Source text:
________________

We’ve already seen how to make tables above. For static tables,
knitr::kable() is a good choice. The
kableExtra package is also a great extension to knitr,
giving you tons of options for customization. See the docs
for examples.
For interactive tables, the DT package is a great
option, but my personal favorite is reactable. The documentation is
excellent, so check it out if you’re interested.
Note that we are setting echo=FALSE here, so the code
chunk will not show up.
We haven’t really covered plots, but you really just throw your code in the chunk and it will appear.
gapminder %>%
filter(year == 2007) %>%
ggplot(aes(x = gdpPercap, y = lifeExp, color = continent, size = pop)) +
geom_point() +
theme_classic() +
labs(
x = 'GDP per Capita',
y = 'Life Expectancy',
title = 'Life Expectancy against GDP per Capita'
)
What about an interactive plot?
plot <- gapminder %>%
filter(year == 2007) %>%
ggplot(aes(
x = gdpPercap,
y = lifeExp,
color = continent,
size = pop,
text = paste0(
'Country: ', country, '\n',
'Continent: ', continent, '\n',
'Life Exp: ', lifeExp, '\n',
'Population: ', pop
)
)) +
geom_point() +
theme_classic() +
labs(
x = 'GDP per Capita',
y = 'Life Expectancy',
title = 'Life Expectancy against GDP per Capita'
)
ggplotly(plot, tooltip = 'text')

________________

Material supplied:
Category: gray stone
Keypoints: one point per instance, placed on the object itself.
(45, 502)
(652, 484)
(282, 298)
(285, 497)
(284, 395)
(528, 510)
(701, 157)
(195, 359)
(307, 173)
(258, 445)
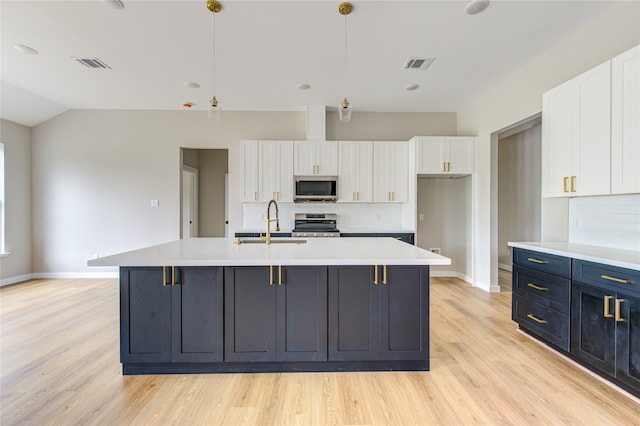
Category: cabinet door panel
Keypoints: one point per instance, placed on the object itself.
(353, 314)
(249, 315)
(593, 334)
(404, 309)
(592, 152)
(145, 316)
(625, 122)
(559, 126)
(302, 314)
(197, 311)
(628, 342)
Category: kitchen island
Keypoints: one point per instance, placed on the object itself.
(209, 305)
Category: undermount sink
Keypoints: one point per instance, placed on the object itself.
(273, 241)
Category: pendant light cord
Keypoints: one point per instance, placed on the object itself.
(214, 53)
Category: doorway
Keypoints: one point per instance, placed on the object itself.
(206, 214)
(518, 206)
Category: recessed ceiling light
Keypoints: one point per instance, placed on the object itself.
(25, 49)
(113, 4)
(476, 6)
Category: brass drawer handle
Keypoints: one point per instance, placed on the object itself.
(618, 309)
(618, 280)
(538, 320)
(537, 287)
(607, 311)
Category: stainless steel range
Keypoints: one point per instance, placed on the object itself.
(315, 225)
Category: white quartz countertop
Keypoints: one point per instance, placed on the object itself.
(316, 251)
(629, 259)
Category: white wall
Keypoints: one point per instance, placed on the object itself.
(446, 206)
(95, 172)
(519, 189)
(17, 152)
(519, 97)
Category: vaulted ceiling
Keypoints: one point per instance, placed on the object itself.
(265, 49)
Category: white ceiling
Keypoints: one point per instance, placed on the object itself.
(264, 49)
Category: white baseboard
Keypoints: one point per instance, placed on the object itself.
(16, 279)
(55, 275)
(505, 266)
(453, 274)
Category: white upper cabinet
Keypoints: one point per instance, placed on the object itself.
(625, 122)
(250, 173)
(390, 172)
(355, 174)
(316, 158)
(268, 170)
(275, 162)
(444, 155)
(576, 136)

________________

From the text on tables and plots in R, return word for word the part that opens with the words containing "We’ve already seen" and closes with "for examples.".

Answer to the task:
We’ve already seen how to make tables above. For static tables,
knitr::kable() is a good choice. The
kableExtra package is also a great extension to knitr,
giving you tons of options for customization. See the docs
for examples.